**GIVEN TEXT**.

#####

How to choose the right Compute platform solution could depend on how to balance several metrics to achieve the best performance vs total life cost. According to Liangkai Liu et al. [14], 7 metrics shall be used to evaluate the computing system’s effectiveness. They are accuracy, timeliness, power, cost, reliability, privacy, and security. The AV Compute platform integrates a variety of computing tasks with different attributes, such as precise geographic positioning and path planning, object recognition and detection based on deep learning, image preprocessing and feature extraction, sensor fusion and target tracking, etc. The performance and energy consumption ratios of these different computing tasks running on different hardware platforms are different. Generally speaking, for the convolution operation of object recognition and tracking, GPU has better performance and lower energy consumption than DSP and CPU. For feature extraction algorithms that generate positioning information, DSP is a better choice. Therefore, to improve the performance and energy consumption ratio of the AV Compute platform and reduce the calculation latency, it is very valuable to adopt heterogeneous computing architecture. Heterogeneous Compute selects appropriate hardware implementations for different computing tasks, makes full use of the advantages of different hardware platforms, and shields hardware diversity through a unified upper-layer software interface. Table 2 shows the comparison of GPU, DSP, FPGA, and ASIC-based Computes for architecture, performance, power consumption, and cost. Adopting a self-designed SoC with customized AI training silicon chips could be the game-changer for the future AV industry. Figure 12 shows the comparison of different SoC platforms suitable for different load tasks.

Table 2 Comparison of GPU, DSP, FPGA, and ASIC-based computes
Fig. 12
The symbols and details of different components like C P U, G P U, D S P, A S I C and F P G A for comparison analysis.

Comparison of different SoC platforms suitable for different load tasks

3.2 Environment Perception Sensors

Sensors are to perceive the environment around the autonomous vehicle so AV can understand the environment correctly and make safe driving. To achieve the environmental perception, AV needs to obtain a large amount of surrounding information, specifically including the position and speed of surrounding vehicles, pedestrians, cyclists, and other moving agents, and possible behaviors of them at the next moment. AVs usually are equipped with cameras including IR camera, millimeter-wave radar, LiDAR, sonar, IMU, and GPS/GNSS to safely, accurately, and robustly collect such information as illustrated in Fig. 13. Moreover, typically there is more than one sensor of the same type. For example, to solve the blind spot and long-distance detection of LiDAR, both high-line-count radar, and low-line-count radar is generally used. As the horizontal viewing angle of a single camera is limited, multiple (≥6) cameras are used to construct a 360° surround view. For millimeter-wave radar, due to the limitations of its horizontal viewing angle and distance factors, multiple radars are also used (≥4). Furthermore, from a functional point of view, the redundancy between different types of sensors and from multiple same type sensors can improve the safety factor of the entire environment perception system. Perception generally is implemented by a chain of modules, comprising a sensor module, a microcontroller module, communication and networking infrastructure, and a Compute system. Perception needs to be robust and consistent across all use conditions. The requirements of perception are increasing with the increase in vehicle automation levels.

#####

**STATED GOAL A**.
State whether each statement agrees with the passage on autonomous-vehicle computing and sensors. Answer yes or no, and quote the passage's deciding words. (i) GPU is named as the better choice for feature extraction algorithms that generate positioning information. (ii) At least six cameras are used to construct a 360° surround view. (iii) Liangkai Liu et al. are cited for seven metrics to evaluate a computing system's effectiveness.
**STATED GOAL B**.
In the records, rewrite the stretch from the line containing "occurrence of damaged" through the line containing "top-left (5, 0), bottom-right (750, 141)", substituting "fully visible" for every "clearly visible" and leaving all else unchanged.

#####

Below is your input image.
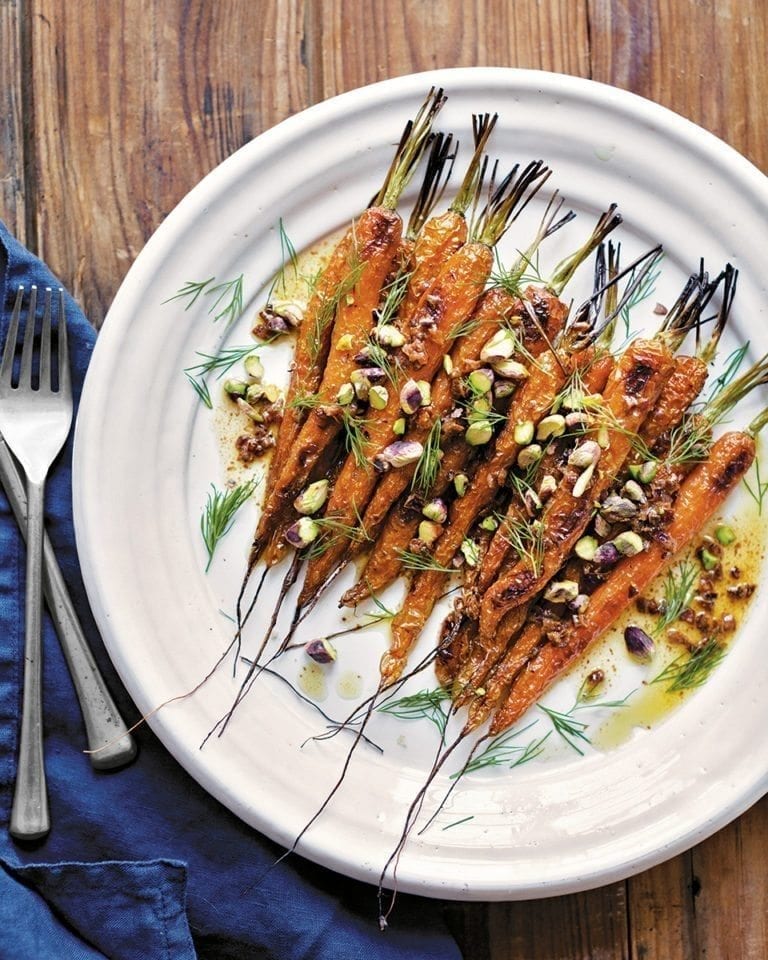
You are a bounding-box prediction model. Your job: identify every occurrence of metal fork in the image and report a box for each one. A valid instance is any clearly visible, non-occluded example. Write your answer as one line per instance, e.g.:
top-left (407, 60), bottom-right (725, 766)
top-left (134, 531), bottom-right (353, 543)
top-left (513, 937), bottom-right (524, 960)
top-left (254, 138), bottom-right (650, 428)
top-left (0, 286), bottom-right (72, 840)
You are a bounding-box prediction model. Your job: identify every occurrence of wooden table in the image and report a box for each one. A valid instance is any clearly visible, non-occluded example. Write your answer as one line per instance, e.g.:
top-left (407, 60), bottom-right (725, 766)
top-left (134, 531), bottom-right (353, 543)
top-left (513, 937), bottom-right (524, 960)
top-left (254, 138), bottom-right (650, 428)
top-left (0, 0), bottom-right (768, 960)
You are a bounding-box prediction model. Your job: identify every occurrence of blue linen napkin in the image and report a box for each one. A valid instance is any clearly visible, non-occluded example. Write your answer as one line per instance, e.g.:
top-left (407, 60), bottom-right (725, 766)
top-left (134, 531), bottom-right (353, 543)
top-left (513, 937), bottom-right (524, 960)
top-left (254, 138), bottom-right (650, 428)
top-left (0, 222), bottom-right (460, 960)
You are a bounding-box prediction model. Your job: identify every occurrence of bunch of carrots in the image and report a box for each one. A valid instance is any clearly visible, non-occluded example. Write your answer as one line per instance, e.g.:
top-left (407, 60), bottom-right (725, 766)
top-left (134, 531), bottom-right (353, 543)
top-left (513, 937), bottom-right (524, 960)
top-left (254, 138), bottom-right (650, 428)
top-left (241, 91), bottom-right (768, 733)
top-left (220, 91), bottom-right (768, 924)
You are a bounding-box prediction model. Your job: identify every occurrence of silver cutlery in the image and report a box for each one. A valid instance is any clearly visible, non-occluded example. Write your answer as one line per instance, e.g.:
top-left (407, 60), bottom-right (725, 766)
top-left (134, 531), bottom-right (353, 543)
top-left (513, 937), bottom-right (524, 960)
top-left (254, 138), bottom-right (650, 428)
top-left (0, 286), bottom-right (132, 840)
top-left (0, 436), bottom-right (136, 770)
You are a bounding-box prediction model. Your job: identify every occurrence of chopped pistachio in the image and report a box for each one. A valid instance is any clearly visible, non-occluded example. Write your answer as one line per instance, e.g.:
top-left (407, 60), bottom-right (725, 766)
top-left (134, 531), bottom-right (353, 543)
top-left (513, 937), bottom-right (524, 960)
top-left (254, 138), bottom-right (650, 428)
top-left (464, 420), bottom-right (493, 447)
top-left (715, 523), bottom-right (736, 547)
top-left (517, 443), bottom-right (543, 470)
top-left (293, 480), bottom-right (329, 515)
top-left (224, 380), bottom-right (248, 397)
top-left (536, 413), bottom-right (565, 440)
top-left (368, 384), bottom-right (389, 410)
top-left (243, 353), bottom-right (264, 380)
top-left (514, 420), bottom-right (536, 445)
top-left (573, 537), bottom-right (597, 561)
top-left (336, 383), bottom-right (355, 407)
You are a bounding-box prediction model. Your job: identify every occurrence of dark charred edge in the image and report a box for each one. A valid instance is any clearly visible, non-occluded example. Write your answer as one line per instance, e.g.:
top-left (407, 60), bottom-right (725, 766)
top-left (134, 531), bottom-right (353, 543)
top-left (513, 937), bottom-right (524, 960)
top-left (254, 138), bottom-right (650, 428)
top-left (470, 160), bottom-right (552, 247)
top-left (450, 113), bottom-right (499, 217)
top-left (417, 733), bottom-right (493, 837)
top-left (558, 244), bottom-right (662, 351)
top-left (376, 731), bottom-right (467, 930)
top-left (712, 449), bottom-right (755, 493)
top-left (406, 133), bottom-right (459, 240)
top-left (201, 554), bottom-right (301, 747)
top-left (368, 87), bottom-right (446, 207)
top-left (549, 203), bottom-right (624, 295)
top-left (696, 263), bottom-right (739, 363)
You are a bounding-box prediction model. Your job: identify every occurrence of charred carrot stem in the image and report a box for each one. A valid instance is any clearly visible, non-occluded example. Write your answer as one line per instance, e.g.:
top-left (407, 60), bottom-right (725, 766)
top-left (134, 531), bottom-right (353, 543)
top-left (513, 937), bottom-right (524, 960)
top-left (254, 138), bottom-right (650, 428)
top-left (489, 432), bottom-right (755, 736)
top-left (299, 162), bottom-right (549, 604)
top-left (246, 88), bottom-right (445, 579)
top-left (480, 340), bottom-right (672, 642)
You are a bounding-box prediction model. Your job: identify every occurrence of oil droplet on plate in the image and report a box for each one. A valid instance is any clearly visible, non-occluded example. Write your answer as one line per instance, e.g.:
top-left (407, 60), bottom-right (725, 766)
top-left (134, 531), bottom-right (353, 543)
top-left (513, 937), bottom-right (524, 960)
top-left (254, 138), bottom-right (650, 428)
top-left (336, 670), bottom-right (363, 700)
top-left (595, 143), bottom-right (616, 160)
top-left (299, 663), bottom-right (328, 700)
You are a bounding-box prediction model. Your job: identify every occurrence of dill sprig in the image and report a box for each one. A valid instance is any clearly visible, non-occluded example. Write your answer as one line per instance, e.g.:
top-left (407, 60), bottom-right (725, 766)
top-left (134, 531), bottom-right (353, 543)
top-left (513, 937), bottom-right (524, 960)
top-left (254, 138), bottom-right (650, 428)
top-left (651, 637), bottom-right (726, 693)
top-left (495, 510), bottom-right (544, 577)
top-left (184, 370), bottom-right (213, 410)
top-left (376, 267), bottom-right (413, 327)
top-left (619, 257), bottom-right (661, 337)
top-left (200, 478), bottom-right (258, 571)
top-left (538, 681), bottom-right (634, 756)
top-left (451, 720), bottom-right (552, 780)
top-left (706, 340), bottom-right (749, 403)
top-left (309, 248), bottom-right (366, 363)
top-left (411, 417), bottom-right (442, 496)
top-left (653, 557), bottom-right (699, 637)
top-left (397, 550), bottom-right (456, 573)
top-left (377, 687), bottom-right (451, 737)
top-left (267, 217), bottom-right (301, 303)
top-left (163, 273), bottom-right (244, 325)
top-left (742, 457), bottom-right (768, 517)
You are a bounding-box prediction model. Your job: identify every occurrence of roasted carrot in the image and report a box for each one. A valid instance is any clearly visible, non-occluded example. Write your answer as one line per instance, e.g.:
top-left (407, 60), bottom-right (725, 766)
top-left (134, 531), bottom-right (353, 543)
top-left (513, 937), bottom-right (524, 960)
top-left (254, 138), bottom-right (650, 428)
top-left (480, 340), bottom-right (673, 641)
top-left (243, 89), bottom-right (444, 570)
top-left (299, 162), bottom-right (549, 605)
top-left (489, 432), bottom-right (755, 736)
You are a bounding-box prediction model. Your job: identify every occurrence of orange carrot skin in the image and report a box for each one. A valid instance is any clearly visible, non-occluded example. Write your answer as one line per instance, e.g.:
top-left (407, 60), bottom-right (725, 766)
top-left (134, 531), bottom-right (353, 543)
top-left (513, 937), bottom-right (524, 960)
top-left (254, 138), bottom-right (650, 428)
top-left (398, 210), bottom-right (468, 338)
top-left (256, 227), bottom-right (354, 510)
top-left (477, 350), bottom-right (615, 594)
top-left (381, 344), bottom-right (565, 679)
top-left (480, 340), bottom-right (673, 642)
top-left (634, 356), bottom-right (707, 460)
top-left (489, 432), bottom-right (755, 736)
top-left (364, 288), bottom-right (568, 552)
top-left (252, 207), bottom-right (402, 543)
top-left (299, 242), bottom-right (493, 604)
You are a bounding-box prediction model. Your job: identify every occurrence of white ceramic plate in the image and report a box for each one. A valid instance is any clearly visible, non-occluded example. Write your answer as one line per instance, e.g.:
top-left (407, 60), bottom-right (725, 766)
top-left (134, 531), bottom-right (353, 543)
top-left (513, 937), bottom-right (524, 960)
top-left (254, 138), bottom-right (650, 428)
top-left (75, 69), bottom-right (768, 899)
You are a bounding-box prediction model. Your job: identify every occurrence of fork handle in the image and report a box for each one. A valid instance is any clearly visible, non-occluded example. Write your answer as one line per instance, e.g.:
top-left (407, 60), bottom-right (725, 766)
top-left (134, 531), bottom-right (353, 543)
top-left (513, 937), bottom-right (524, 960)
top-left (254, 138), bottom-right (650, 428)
top-left (0, 437), bottom-right (136, 770)
top-left (9, 480), bottom-right (50, 840)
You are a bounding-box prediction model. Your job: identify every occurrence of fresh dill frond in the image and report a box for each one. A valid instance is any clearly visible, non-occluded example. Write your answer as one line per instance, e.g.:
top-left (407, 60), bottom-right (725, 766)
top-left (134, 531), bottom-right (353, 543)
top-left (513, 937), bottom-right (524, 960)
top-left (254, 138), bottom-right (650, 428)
top-left (377, 687), bottom-right (451, 737)
top-left (490, 248), bottom-right (546, 297)
top-left (451, 720), bottom-right (552, 780)
top-left (411, 417), bottom-right (443, 496)
top-left (267, 217), bottom-right (302, 303)
top-left (184, 370), bottom-right (213, 410)
top-left (200, 478), bottom-right (258, 571)
top-left (397, 550), bottom-right (456, 573)
top-left (309, 245), bottom-right (365, 363)
top-left (705, 340), bottom-right (749, 403)
top-left (495, 512), bottom-right (544, 577)
top-left (653, 557), bottom-right (699, 637)
top-left (206, 273), bottom-right (243, 326)
top-left (619, 261), bottom-right (661, 337)
top-left (376, 267), bottom-right (413, 327)
top-left (742, 457), bottom-right (768, 516)
top-left (651, 637), bottom-right (726, 693)
top-left (538, 703), bottom-right (592, 757)
top-left (163, 277), bottom-right (216, 311)
top-left (341, 407), bottom-right (370, 470)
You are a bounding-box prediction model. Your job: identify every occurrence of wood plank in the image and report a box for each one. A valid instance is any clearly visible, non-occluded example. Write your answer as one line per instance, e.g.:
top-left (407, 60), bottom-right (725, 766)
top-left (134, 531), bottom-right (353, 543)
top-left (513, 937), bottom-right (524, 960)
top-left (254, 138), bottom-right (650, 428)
top-left (589, 0), bottom-right (768, 171)
top-left (28, 0), bottom-right (306, 325)
top-left (688, 798), bottom-right (768, 960)
top-left (486, 883), bottom-right (629, 960)
top-left (0, 0), bottom-right (29, 242)
top-left (307, 0), bottom-right (589, 100)
top-left (627, 853), bottom-right (697, 960)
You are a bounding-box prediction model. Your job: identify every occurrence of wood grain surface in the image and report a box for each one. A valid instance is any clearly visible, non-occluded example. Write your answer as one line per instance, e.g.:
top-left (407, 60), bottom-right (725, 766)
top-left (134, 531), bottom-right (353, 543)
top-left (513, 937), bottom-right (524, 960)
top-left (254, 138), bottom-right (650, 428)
top-left (0, 0), bottom-right (768, 960)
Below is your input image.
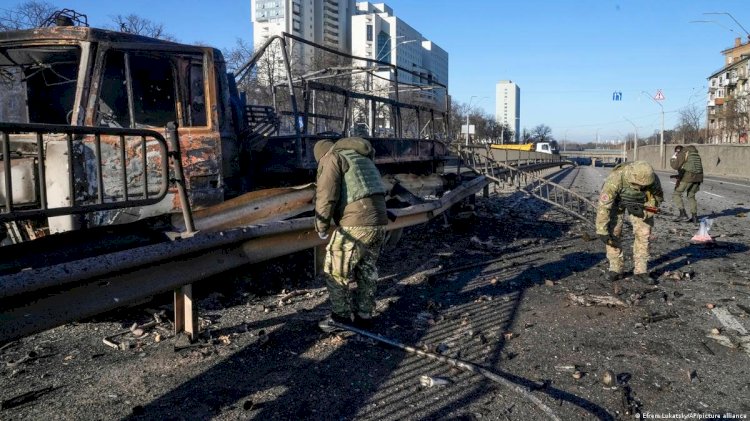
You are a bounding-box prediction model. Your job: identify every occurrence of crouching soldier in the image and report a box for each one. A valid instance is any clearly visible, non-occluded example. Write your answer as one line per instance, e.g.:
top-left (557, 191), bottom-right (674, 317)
top-left (313, 137), bottom-right (388, 332)
top-left (596, 161), bottom-right (664, 284)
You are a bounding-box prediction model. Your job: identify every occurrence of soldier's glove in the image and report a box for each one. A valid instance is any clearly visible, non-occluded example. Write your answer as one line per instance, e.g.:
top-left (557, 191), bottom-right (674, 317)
top-left (625, 203), bottom-right (644, 218)
top-left (597, 234), bottom-right (614, 246)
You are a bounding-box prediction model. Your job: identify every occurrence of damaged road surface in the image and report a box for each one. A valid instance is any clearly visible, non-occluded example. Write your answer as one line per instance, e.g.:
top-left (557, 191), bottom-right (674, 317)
top-left (0, 168), bottom-right (750, 420)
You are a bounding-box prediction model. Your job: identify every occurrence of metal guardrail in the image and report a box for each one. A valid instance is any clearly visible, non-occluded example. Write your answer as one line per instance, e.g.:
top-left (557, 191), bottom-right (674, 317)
top-left (0, 176), bottom-right (488, 343)
top-left (0, 123), bottom-right (170, 222)
top-left (459, 143), bottom-right (596, 225)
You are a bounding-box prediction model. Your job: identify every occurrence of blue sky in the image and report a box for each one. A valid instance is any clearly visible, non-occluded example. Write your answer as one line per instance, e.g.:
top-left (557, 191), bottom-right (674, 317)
top-left (5, 0), bottom-right (750, 141)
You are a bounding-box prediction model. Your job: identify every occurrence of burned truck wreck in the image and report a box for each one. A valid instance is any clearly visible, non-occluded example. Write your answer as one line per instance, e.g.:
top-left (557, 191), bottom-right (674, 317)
top-left (0, 14), bottom-right (448, 240)
top-left (0, 13), bottom-right (487, 342)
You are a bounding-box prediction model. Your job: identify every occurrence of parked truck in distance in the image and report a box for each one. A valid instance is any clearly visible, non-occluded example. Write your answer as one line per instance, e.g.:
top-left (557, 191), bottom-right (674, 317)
top-left (490, 140), bottom-right (560, 155)
top-left (0, 9), bottom-right (448, 241)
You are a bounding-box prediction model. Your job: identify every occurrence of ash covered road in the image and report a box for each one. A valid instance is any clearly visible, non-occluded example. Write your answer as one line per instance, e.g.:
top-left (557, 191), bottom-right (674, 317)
top-left (0, 167), bottom-right (750, 420)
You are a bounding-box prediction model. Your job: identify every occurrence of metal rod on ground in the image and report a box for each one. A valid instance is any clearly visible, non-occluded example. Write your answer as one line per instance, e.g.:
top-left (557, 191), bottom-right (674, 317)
top-left (331, 322), bottom-right (560, 421)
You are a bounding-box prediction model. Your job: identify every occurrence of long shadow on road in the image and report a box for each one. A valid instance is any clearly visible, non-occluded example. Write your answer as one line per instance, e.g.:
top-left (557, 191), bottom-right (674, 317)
top-left (128, 189), bottom-right (612, 420)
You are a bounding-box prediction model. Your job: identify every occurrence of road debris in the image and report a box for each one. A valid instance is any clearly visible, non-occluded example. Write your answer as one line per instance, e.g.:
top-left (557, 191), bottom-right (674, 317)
top-left (0, 386), bottom-right (60, 409)
top-left (555, 365), bottom-right (578, 373)
top-left (643, 313), bottom-right (680, 323)
top-left (568, 292), bottom-right (629, 307)
top-left (419, 376), bottom-right (453, 387)
top-left (602, 370), bottom-right (617, 387)
top-left (333, 322), bottom-right (560, 421)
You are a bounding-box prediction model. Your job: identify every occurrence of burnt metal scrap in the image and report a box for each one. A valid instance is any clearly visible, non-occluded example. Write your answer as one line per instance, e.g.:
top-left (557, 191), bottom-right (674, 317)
top-left (457, 146), bottom-right (596, 226)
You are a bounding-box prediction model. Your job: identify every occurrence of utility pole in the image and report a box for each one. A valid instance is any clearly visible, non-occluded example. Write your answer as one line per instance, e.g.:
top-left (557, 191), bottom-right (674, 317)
top-left (623, 117), bottom-right (638, 161)
top-left (641, 91), bottom-right (664, 169)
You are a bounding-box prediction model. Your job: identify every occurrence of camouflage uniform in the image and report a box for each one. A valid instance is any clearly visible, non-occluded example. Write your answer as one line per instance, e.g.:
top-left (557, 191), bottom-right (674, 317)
top-left (669, 145), bottom-right (703, 218)
top-left (323, 227), bottom-right (386, 318)
top-left (314, 137), bottom-right (388, 320)
top-left (596, 161), bottom-right (664, 275)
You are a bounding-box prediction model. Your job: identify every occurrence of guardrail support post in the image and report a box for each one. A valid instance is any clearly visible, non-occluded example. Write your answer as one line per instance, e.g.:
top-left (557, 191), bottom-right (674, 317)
top-left (167, 121), bottom-right (198, 341)
top-left (174, 284), bottom-right (198, 342)
top-left (313, 244), bottom-right (326, 276)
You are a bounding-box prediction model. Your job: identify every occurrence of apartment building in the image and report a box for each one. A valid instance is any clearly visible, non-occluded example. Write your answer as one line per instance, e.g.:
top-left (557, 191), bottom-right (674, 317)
top-left (250, 0), bottom-right (355, 63)
top-left (495, 80), bottom-right (521, 142)
top-left (706, 38), bottom-right (750, 143)
top-left (351, 2), bottom-right (448, 110)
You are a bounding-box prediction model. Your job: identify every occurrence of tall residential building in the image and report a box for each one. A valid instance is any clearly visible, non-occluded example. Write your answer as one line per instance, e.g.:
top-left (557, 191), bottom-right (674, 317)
top-left (351, 2), bottom-right (448, 110)
top-left (495, 80), bottom-right (521, 142)
top-left (706, 38), bottom-right (750, 143)
top-left (250, 0), bottom-right (355, 63)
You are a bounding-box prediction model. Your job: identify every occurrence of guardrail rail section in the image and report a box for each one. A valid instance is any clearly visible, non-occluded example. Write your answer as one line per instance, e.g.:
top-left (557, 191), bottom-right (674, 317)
top-left (457, 147), bottom-right (596, 226)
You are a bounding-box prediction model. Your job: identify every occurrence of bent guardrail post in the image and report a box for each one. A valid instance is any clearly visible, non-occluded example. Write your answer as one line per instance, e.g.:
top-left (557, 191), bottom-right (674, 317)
top-left (167, 121), bottom-right (198, 341)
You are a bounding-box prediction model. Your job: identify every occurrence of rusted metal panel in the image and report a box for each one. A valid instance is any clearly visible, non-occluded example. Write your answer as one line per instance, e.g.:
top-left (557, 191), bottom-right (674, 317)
top-left (0, 177), bottom-right (487, 342)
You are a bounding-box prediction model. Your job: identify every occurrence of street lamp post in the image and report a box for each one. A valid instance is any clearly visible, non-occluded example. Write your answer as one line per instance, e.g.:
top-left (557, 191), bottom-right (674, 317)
top-left (375, 39), bottom-right (419, 61)
top-left (623, 117), bottom-right (638, 161)
top-left (641, 91), bottom-right (664, 168)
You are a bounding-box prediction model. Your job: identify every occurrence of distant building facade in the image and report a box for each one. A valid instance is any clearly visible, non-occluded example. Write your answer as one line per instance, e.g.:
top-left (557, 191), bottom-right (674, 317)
top-left (495, 80), bottom-right (521, 143)
top-left (250, 0), bottom-right (355, 63)
top-left (351, 2), bottom-right (448, 106)
top-left (706, 38), bottom-right (750, 143)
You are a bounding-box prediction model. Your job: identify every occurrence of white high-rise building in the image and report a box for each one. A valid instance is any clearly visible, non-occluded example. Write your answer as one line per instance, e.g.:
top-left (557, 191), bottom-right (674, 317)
top-left (351, 2), bottom-right (448, 110)
top-left (250, 0), bottom-right (355, 63)
top-left (495, 80), bottom-right (521, 142)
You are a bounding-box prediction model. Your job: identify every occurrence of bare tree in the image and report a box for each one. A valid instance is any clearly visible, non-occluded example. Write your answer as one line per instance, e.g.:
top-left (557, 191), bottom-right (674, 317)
top-left (109, 13), bottom-right (177, 41)
top-left (676, 104), bottom-right (705, 143)
top-left (531, 124), bottom-right (554, 142)
top-left (0, 0), bottom-right (57, 31)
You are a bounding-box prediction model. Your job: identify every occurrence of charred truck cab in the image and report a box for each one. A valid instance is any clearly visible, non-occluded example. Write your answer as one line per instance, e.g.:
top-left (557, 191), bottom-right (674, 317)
top-left (0, 16), bottom-right (448, 241)
top-left (0, 26), bottom-right (234, 232)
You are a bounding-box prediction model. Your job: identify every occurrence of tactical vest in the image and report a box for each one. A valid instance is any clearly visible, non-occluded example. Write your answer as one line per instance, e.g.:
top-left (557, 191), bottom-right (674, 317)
top-left (336, 149), bottom-right (385, 205)
top-left (682, 150), bottom-right (703, 174)
top-left (620, 174), bottom-right (646, 203)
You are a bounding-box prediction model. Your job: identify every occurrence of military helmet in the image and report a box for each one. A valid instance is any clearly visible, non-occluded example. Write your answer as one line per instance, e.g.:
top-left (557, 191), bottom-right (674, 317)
top-left (313, 140), bottom-right (333, 162)
top-left (625, 161), bottom-right (656, 186)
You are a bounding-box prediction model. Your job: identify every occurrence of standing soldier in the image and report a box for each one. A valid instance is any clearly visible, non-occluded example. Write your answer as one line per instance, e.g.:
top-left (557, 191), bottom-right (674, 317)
top-left (669, 145), bottom-right (703, 224)
top-left (596, 161), bottom-right (664, 284)
top-left (313, 137), bottom-right (388, 332)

#####

**CORRECT OUTPUT A**.
(i) No: "For feature extraction algorithms that generate positioning information, DSP is a better choice."
(ii) Yes: "multiple (≥6) cameras are used to construct a 360° surround view."
(iii) Yes: "According to Liangkai Liu et al. [14], 7 metrics shall be used to evaluate the computing system’s effectiveness."

**CORRECT OUTPUT B**.
You are a bounding-box prediction model. Your job: identify every occurrence of damaged road surface in the image and report a box for each one. A valid instance is any fully visible, non-occluded example. Write your answer as one line per instance, e.g.:
top-left (557, 191), bottom-right (674, 317)
top-left (0, 168), bottom-right (750, 420)
You are a bounding-box prediction model. Your job: identify every occurrence of metal guardrail in the image and report a box for each one. A valid instance is any fully visible, non-occluded example. Write your answer as one line per instance, e.g.:
top-left (557, 191), bottom-right (674, 317)
top-left (0, 176), bottom-right (488, 343)
top-left (0, 123), bottom-right (170, 222)
top-left (459, 143), bottom-right (596, 225)
You are a bounding-box prediction model. Your job: identify every occurrence of blue sky in the image and report a box for each one. A valid instance is any fully visible, non-occluded example. Write your answer as one line per instance, e.g.:
top-left (557, 191), bottom-right (674, 317)
top-left (5, 0), bottom-right (750, 141)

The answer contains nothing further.